■ **TEXTAUSZUG**
Horror-Filmfestival in Berlin: Die drei Töchter Draculas

Das Filmfestival „Final Girls Berlin“ zeigt am Wochenende im Z-inema von Frauen gemachte Horrorfilme in allen Spielarten des Genres.

Zwei Tage Female Splatter im „Women in Horror Month“-Februar Foto: Final Girls Berlin

Elinor Lewy und Sara Neidorf sind noch kurz vor Festivalbeginn mit beiden Händen beschäftigt: Für die erste Ausgabe des Filmfestivals Final Girls Berlin bügeln sie. Das ist ein ziemlich gewöhnungsbedürftiges Bild, mit dem man nun nicht gerade gerechnet hätte. Denn Final Girls hat sich dem Horrorfilm verschrieben, der entweder von Frauen gedreht, produziert oder geschrieben wurde (bestenfalls natürlich alles) und der vor allem nicht daran interessiert ist, Rollenstereotype zu wiederholen.

Sara Neidorf findet, zahlreiche Vertreter des Genres kämen nämlich auf gleich mehrere Fehlannahmen, angefangen bei der Darstellung von Frauen bis hin zu dem Glauben, das Gros der Zuschauer würde von Männern gestellt. Sie meint, die ausschließlich männliche Perspektive, wie sie in Großproduktionen für Netflix und Multiplex-Kinos verbreitet würde, sei schädlich. Auch, weil viele Geschichten so niemals erzählt würden.

Final Girls möchte das an zwei Abenden und Nächten ganz anders halten, was am 23. und 24. Februar im Z-inema der Z-Bar in insgesamt acht Blöcken, bestehend aus vier Kurzfilm- und vier Spielfilmprogrammen, überprüft werden kann.

Okkult- und Punk-Horror-Trash

Zu sehen ist etwa „Dark Circus“, der neue Film von Julia Ostertag. Angelehnt an den Okkult-Horror der 70er Jahre, tappt die 20-jährige Johanna in eine Art Parallelwelt, die sich von der gewöhnlichen absetzt. Es gibt aufwendige Rituale und Fetischspielereien, Johanna kundschaftet ihr eigenes Selbst aus und erlebt Transformatives. Ostertag ist keine Unbekannte, vor über zehn drehte sie den Dokumentarfilm „Gender X“, der in Berlins queerem Nachtleben unterwegs war, und kurz zuvor „NO american dream“, eine USA-Reise, angetrieben von der Suche nach (gutem) Sex. Es folgte ein filmischer Besuch verschiedener Punk- und DIY-Szenen in „Noiese & Resistance“ (2011) und die Horror-Punk-Produktion „Saila“ (2008).

Z-inema, Bergstr. 2, 23. & 24. 3., jeweils ab 19 Uhr, Infos unter: www.z-bar.de

Eine „fucked up lesbian love story“ hingegen ist Jessica Camerons „Mania“ am Freitagabend, während im Anschluss Tilda Swinton in „We Need to Talk About Kevin“ von Lynne Ramsay die grauenvollen Seiten einer Mutterschaft demonstriert. Damit nimmt sie eine Richtung, in die ansatzweise auch der kanadische Kurzfilm „Ready to Burst“ von Ariel Hansen will, nur, dass sich hier bereits die Schwangerschaft als Albtraum erweist.

■ **AUFGABE A**
Nenne alle Personen, denen der Artikel zum Festival Final Girls Berlin einen Film zuschreibt.
■ **AUFGABE B**
Schreibe den Artikel zum Festival Final Girls Berlin im Anschluss an seinen letzten Satz weiter.
Die Datensätze sind hierfür ohne Belang.

■ **ROHDATEN**
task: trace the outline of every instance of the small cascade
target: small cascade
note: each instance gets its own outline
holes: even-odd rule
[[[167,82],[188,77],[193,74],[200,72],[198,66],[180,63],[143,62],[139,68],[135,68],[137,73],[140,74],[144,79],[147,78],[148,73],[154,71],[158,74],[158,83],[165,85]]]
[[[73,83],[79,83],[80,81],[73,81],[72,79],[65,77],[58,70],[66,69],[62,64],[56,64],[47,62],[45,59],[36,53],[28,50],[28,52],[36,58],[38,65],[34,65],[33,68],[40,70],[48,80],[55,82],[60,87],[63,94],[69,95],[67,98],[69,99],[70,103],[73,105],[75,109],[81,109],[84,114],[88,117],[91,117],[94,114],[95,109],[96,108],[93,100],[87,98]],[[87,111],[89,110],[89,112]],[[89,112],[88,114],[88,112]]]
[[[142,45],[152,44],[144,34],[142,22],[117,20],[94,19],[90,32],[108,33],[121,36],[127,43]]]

■ **ANTWORT A**
Julia Ostertag, Jessica Cameron, Lynne Ramsay, Ariel Hansen

■ **ANTWORT B**
Neidorf und die dritte Mitstreiterin, Lara Mandelbrot, haben sich in Berlin kennengelernt, verwurzelt ist hier allerdings keine von ihnen. Aus den USA, Rumänien und Israel sind die drei Frauen gekommen, denen die Leidenschaft zum Horrorgenre gemeinsam ist, obschon in unterschiedlicher Gestalt. So interessiert sich Sara Neidorf vor allem für Filme mit satanischen Kulten und Hexen oder für solche, in denen Joan Crawford, Shelly DuVall oder Ruth Gordon mitspielen. Letztere war es übrigens, die Mia Farrow in Polanskis „Rosemary’s Baby“ die verhängnisvolle Mousse au Chocolat bereitete.

Schlaflos seit „Poltergeist“

Lara Mandelbrot behauptet derweil, sie hätte kein Auge mehr zugetan, seitdem sie mit sechs Jahren „Poltergeist“ von Tobe Hooper gesehen hat. Die lange Schlaflosigkeit konnte sie aber dafür aufwenden, sich mit Fleisch verzehrenden Kreaturen und jeglichen Spielformen des Body Horror auseinanderzusetzen. Und Elinor Lewy arbeitet gerade an ihrem ersten Dokumentarfilm mit dem aussagekräftigen Titel „The Everyday Schizophrenic“.

„We Need to Talk About Kevin“ demonstriert die grauenvollen Seiten einer Mutterschaft

Das ist keine schlechte Zusammenstellung von Kompetenzen für ein Horrorfilmfestival, zumal Neidorf bereits ein monatliches queeres Filmscreening mit gestaltet, das auch Filme wie Lambert Hillyers „Dracula’s Daughter“ (1936) präsentiert. Final Girls weiß aber um noch größere Mächte im Hintergrund, denn der Februar gilt seit acht Jahren als „Women in Horror Month“.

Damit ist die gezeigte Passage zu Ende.